Object pointing dataset rows
□ □ □ □
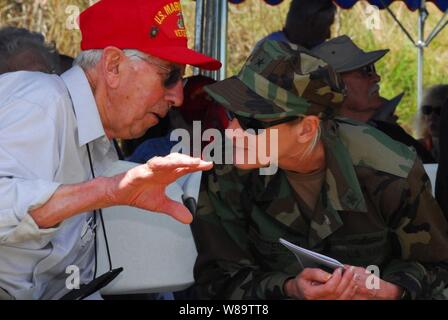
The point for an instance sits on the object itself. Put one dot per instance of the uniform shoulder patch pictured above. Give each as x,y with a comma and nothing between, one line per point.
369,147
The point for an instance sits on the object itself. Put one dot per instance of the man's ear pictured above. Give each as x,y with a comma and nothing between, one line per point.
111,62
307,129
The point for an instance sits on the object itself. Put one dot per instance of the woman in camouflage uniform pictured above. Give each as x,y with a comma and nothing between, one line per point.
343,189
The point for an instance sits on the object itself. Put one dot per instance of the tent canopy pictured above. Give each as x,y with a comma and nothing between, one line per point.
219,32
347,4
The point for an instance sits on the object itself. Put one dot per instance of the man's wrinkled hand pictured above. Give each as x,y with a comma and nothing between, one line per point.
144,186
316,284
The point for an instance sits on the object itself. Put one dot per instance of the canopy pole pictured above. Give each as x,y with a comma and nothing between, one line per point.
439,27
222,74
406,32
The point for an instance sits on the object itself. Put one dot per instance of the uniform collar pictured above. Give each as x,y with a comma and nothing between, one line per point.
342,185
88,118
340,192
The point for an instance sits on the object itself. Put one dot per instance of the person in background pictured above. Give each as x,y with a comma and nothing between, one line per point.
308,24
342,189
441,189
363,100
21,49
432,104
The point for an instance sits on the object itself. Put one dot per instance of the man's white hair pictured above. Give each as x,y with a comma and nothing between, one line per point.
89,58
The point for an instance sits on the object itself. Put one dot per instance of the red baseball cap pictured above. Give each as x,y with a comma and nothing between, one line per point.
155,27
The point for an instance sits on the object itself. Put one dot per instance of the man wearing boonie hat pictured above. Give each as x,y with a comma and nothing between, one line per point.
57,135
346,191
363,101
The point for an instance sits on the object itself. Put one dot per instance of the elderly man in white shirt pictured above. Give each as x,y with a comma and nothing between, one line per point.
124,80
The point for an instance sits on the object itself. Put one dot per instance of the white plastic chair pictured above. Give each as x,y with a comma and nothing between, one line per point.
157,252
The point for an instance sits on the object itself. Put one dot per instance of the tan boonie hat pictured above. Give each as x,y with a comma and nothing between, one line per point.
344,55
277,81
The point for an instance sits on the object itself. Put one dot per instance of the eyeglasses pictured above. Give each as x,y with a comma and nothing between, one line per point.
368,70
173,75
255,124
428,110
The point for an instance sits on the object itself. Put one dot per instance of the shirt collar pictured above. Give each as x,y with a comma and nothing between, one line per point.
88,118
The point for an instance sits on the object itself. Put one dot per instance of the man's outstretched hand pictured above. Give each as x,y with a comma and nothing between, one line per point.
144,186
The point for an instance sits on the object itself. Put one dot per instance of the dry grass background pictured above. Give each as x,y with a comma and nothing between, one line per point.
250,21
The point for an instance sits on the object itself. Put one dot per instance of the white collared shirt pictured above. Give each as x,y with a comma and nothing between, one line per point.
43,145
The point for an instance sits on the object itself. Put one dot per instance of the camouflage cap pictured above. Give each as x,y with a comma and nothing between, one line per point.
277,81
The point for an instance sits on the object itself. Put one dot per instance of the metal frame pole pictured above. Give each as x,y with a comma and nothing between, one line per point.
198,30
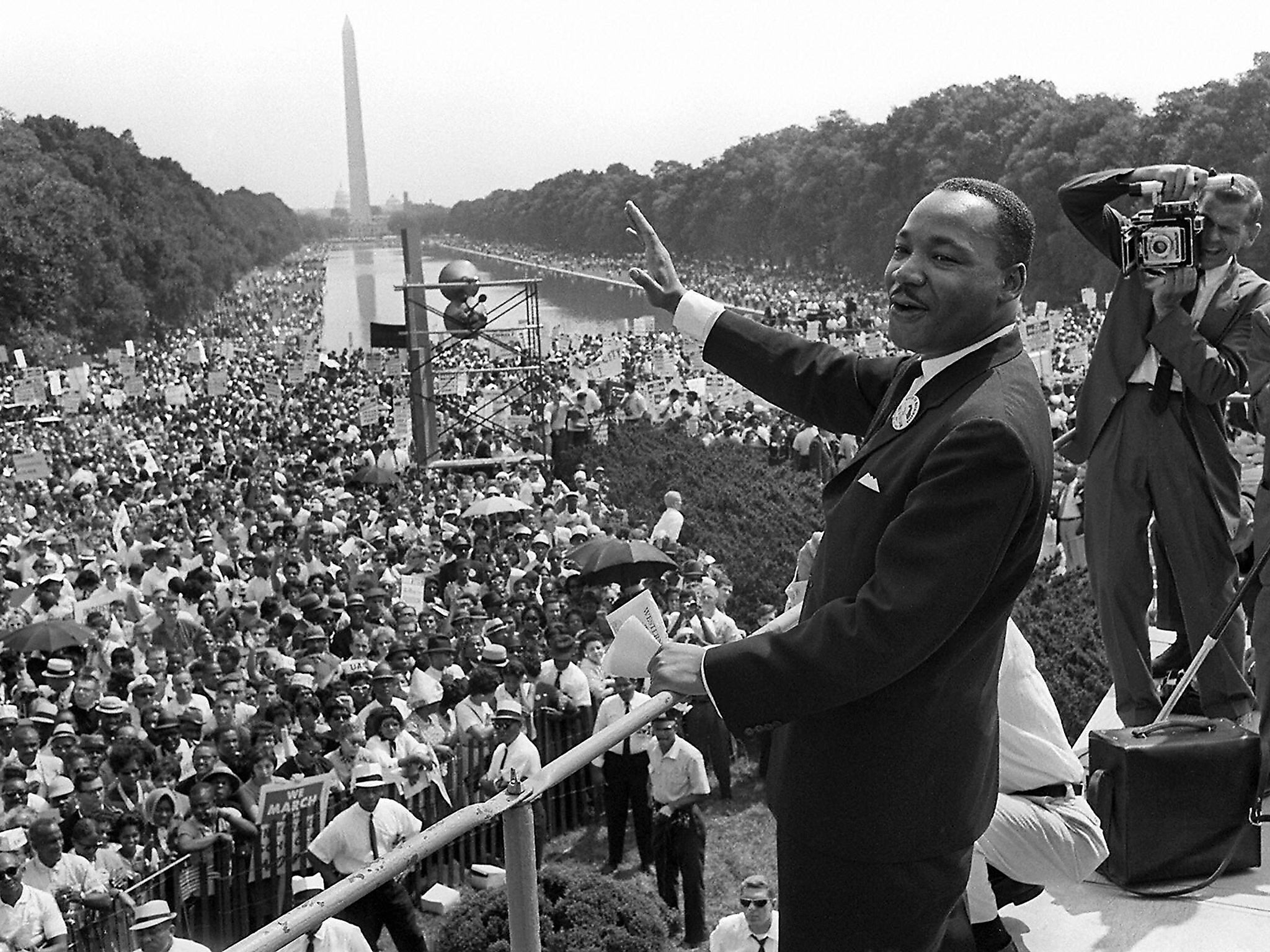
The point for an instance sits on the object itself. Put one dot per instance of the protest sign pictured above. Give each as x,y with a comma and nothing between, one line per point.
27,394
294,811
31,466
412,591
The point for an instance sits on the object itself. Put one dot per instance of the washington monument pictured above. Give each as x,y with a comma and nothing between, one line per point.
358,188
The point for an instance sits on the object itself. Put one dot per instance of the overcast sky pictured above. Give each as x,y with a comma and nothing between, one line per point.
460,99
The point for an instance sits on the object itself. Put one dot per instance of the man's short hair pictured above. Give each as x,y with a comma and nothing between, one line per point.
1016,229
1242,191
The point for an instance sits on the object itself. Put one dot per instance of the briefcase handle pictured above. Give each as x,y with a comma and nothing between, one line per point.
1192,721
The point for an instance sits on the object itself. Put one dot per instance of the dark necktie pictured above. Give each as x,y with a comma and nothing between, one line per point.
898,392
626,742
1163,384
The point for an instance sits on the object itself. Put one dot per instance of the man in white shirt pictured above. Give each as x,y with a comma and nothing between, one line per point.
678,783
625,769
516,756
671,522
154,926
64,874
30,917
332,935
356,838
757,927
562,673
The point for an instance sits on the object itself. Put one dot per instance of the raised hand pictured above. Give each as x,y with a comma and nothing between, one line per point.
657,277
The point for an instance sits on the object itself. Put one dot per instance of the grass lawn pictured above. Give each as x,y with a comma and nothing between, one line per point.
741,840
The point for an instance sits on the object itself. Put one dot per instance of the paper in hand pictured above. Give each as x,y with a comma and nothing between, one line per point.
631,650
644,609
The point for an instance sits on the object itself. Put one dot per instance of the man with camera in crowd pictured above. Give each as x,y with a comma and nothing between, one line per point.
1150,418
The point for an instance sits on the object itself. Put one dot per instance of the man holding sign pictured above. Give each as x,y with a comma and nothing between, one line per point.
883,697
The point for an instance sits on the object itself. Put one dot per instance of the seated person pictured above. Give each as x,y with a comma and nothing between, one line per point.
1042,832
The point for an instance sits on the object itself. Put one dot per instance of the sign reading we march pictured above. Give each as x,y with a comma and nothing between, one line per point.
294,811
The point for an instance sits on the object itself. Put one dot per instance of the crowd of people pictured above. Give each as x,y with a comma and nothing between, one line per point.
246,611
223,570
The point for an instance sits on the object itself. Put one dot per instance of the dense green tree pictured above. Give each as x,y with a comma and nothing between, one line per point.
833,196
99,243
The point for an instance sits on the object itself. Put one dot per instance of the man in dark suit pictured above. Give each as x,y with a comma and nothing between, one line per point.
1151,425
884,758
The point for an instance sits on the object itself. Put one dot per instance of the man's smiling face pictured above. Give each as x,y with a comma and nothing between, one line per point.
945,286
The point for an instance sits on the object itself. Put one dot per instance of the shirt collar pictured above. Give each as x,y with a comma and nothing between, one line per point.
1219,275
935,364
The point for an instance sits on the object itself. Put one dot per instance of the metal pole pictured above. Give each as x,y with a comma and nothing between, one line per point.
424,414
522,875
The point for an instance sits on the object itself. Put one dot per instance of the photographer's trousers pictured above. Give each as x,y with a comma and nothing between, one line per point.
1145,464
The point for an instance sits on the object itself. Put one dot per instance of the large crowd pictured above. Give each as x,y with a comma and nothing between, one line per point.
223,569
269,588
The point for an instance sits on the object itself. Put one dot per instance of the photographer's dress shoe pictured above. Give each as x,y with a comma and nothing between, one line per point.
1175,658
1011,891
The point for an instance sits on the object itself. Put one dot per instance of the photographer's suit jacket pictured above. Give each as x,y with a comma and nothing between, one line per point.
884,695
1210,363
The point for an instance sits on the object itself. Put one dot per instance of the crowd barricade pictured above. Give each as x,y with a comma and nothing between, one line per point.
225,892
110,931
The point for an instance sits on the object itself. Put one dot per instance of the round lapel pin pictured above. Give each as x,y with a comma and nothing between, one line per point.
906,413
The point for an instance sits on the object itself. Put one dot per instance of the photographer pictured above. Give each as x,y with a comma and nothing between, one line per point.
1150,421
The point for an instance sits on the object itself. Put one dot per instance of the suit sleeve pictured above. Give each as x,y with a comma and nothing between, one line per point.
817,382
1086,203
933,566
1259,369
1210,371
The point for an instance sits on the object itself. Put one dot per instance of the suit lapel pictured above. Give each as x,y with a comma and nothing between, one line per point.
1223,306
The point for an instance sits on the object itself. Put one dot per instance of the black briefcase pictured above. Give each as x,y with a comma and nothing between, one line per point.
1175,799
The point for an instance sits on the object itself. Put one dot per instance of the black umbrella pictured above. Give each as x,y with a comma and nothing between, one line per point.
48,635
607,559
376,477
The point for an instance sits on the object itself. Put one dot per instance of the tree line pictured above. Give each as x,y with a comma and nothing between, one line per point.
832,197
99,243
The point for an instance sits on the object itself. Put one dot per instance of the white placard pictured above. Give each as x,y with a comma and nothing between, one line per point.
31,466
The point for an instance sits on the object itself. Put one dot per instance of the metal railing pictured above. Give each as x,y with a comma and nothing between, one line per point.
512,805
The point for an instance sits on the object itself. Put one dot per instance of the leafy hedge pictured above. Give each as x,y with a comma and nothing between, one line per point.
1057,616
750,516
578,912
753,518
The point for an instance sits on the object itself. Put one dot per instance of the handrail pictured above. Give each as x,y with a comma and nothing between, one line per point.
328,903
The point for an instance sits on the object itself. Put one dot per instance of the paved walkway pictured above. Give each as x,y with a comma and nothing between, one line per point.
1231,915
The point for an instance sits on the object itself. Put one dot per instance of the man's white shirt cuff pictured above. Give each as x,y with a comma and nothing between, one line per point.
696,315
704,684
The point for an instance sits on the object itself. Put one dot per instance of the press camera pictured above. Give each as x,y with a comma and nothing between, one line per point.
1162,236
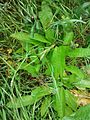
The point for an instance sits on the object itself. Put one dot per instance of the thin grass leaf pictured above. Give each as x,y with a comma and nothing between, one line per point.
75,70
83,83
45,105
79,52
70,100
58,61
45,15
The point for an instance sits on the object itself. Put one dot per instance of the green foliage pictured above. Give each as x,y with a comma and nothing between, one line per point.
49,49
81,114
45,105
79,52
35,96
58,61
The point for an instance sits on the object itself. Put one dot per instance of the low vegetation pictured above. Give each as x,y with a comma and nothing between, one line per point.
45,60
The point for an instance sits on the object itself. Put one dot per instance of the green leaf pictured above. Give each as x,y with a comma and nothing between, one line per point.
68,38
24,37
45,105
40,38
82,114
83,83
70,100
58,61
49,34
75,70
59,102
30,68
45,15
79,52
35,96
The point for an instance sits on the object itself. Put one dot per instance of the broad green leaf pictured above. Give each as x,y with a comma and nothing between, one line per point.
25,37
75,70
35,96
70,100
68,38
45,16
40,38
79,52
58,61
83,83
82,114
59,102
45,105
□ □ □ □
• Short problem:
Return the lines of the data from the line containing "the green foliage" through the end, copied character for character.

• Complete response:
The point for an instance sits on the object itself. Put one dot per instance of the green foliage pictured above. Give each as x,y with a comma and nothing between, one line per point.
49,49
81,114
45,105
79,52
35,96
58,61
The point for an instance sits on the object itself. Put one dot per instance of the low vegetation pictured above. Give each as x,y with a comma and nothing between, one line per point.
45,60
The point for an instance sits on the object itself. Put one dot per instance of the green leaf pictured above. Give each as x,y with a comma and nothing between, one line per point.
68,38
24,37
45,105
40,38
82,114
83,83
70,100
58,61
49,34
75,70
59,102
30,68
45,15
79,52
35,96
The point for an instance sits on the object itself. Put one dot per instance of the broad green leaf pictured above. Give each as x,y with a comma and nothing between, one line per point.
25,37
75,70
35,96
70,100
68,38
45,16
40,38
79,52
58,61
83,83
82,114
59,102
45,105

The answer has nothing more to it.